### Dataset excerpts:

┄┄┄┄┄┄

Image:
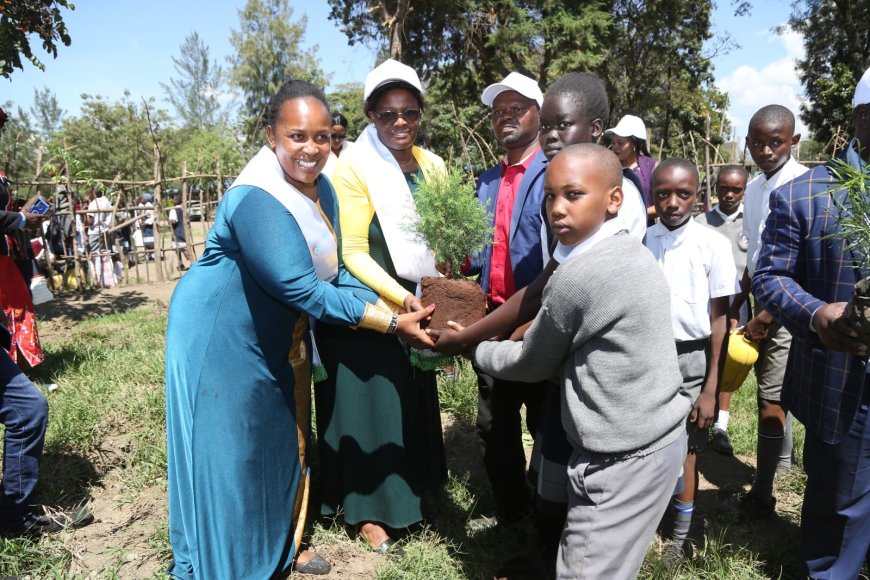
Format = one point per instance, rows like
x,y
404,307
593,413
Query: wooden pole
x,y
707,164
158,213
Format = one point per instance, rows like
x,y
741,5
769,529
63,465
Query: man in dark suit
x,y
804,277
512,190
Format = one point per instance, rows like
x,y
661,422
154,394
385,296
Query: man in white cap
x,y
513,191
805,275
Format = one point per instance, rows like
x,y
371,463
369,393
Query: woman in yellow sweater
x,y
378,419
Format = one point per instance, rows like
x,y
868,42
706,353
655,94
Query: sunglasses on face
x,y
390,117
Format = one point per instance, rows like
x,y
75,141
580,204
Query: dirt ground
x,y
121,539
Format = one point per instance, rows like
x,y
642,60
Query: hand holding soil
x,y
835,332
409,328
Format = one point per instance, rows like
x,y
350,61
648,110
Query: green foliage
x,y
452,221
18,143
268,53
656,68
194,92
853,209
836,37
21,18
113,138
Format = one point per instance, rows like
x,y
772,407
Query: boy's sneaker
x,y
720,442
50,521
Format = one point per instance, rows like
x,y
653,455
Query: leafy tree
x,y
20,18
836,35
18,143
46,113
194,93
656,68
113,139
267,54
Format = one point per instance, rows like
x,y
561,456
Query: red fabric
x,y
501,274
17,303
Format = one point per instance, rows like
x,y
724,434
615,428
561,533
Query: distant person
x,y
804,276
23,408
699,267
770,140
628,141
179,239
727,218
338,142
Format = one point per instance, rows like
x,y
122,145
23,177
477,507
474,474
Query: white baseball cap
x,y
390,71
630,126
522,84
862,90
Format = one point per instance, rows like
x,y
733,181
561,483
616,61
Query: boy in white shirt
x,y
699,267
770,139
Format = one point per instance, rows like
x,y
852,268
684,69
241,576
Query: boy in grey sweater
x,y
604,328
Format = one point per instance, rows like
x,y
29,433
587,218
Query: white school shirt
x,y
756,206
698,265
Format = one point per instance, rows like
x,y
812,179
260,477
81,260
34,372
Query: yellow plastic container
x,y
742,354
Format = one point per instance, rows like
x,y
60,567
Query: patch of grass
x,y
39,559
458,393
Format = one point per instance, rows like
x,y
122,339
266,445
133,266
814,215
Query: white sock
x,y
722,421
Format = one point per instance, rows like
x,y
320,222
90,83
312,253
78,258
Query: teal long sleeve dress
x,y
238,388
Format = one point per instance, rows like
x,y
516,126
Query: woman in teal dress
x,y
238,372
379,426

┄┄┄┄┄┄

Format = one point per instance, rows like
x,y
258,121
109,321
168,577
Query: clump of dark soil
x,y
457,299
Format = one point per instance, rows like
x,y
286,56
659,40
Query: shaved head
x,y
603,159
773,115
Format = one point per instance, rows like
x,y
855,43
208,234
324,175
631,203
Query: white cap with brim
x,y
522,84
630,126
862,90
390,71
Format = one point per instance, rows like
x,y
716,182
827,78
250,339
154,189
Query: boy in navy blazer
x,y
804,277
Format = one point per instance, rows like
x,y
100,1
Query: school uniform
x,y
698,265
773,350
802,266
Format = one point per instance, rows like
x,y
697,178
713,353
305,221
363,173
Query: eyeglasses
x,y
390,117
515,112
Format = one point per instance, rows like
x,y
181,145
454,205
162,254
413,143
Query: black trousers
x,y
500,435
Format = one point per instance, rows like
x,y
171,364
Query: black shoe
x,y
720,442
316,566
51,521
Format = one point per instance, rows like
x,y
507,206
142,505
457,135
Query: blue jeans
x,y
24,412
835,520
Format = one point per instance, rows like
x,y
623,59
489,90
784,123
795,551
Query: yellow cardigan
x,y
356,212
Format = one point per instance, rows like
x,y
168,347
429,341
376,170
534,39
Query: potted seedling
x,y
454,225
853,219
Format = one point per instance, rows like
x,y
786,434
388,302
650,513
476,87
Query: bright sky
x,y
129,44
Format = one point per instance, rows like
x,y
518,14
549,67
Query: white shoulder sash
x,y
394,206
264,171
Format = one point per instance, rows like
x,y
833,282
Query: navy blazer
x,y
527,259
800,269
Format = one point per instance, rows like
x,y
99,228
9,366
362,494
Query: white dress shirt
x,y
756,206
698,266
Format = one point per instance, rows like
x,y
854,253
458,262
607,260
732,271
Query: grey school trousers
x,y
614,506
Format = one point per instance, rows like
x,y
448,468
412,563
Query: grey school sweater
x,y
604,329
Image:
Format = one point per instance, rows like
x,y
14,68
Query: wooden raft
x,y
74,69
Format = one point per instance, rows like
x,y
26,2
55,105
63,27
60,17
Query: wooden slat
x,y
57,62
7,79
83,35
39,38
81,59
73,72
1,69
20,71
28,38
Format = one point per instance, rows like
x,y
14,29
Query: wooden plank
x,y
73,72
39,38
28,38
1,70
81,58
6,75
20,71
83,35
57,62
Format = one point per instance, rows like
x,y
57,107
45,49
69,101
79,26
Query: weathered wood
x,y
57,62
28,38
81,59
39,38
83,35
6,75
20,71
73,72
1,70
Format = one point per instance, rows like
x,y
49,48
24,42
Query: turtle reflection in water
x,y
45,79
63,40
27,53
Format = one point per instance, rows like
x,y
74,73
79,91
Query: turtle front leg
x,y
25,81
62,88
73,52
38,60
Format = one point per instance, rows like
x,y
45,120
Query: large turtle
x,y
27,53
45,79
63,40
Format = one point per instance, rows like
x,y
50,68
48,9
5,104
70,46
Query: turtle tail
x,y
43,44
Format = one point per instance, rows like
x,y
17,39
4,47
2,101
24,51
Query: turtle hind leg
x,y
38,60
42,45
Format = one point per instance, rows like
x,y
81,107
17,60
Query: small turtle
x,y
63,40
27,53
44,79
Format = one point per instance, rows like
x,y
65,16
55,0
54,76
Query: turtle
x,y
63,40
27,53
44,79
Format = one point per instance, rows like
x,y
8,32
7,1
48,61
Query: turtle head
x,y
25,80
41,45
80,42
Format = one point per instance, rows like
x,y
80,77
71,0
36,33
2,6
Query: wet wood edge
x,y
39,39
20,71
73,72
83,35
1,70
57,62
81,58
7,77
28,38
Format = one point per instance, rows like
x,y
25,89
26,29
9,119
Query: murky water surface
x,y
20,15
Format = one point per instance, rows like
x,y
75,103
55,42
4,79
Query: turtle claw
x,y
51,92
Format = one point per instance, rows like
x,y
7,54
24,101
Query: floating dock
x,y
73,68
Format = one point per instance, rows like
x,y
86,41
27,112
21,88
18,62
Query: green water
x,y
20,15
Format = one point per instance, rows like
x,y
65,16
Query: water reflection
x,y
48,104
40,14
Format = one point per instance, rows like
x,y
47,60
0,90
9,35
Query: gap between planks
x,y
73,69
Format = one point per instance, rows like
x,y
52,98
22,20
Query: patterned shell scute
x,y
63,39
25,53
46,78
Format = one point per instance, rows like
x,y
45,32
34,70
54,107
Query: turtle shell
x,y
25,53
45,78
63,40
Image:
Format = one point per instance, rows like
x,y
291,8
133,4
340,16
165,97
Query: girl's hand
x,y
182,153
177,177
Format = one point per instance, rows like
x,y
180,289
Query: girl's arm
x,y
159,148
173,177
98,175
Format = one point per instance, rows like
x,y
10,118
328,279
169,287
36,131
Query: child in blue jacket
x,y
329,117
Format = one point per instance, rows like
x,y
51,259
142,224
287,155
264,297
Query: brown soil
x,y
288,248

┄┄┄┄┄┄

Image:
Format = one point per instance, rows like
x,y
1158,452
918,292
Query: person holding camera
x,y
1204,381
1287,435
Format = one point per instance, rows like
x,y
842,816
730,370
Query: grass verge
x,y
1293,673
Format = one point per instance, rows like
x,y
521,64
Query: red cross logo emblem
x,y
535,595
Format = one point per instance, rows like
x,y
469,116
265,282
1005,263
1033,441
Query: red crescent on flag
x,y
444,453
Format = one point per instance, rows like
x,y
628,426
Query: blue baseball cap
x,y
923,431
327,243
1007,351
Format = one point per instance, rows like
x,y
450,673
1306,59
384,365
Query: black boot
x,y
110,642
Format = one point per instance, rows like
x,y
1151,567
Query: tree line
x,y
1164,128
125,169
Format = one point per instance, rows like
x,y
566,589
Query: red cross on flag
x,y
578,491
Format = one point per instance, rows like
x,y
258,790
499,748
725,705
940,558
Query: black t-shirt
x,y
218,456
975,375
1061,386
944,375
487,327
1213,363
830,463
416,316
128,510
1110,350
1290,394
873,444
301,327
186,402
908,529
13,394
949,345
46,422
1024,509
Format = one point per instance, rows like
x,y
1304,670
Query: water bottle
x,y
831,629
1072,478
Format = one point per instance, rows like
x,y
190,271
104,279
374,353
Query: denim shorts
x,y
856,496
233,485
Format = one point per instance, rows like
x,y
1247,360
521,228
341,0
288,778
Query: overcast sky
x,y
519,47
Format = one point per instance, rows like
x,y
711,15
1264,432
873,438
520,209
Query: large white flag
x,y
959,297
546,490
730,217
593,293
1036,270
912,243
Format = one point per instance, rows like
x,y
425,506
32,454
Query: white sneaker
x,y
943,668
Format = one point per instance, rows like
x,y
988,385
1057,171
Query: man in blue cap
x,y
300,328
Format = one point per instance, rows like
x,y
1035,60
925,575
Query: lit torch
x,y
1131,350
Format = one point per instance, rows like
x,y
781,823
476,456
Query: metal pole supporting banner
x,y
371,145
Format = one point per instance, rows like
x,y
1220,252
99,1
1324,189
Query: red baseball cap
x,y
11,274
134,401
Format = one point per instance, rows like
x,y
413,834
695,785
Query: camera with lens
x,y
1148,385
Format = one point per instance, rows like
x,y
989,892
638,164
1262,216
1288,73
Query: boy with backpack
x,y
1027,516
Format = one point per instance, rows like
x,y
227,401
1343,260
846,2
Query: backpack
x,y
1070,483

┄┄┄┄┄┄

### What needs to be done:
Which lines of the data above contain the word "woman"? Report each of them in full.

### Result of the exercise:
Query: woman in yellow sweater
Query: woman in teal dress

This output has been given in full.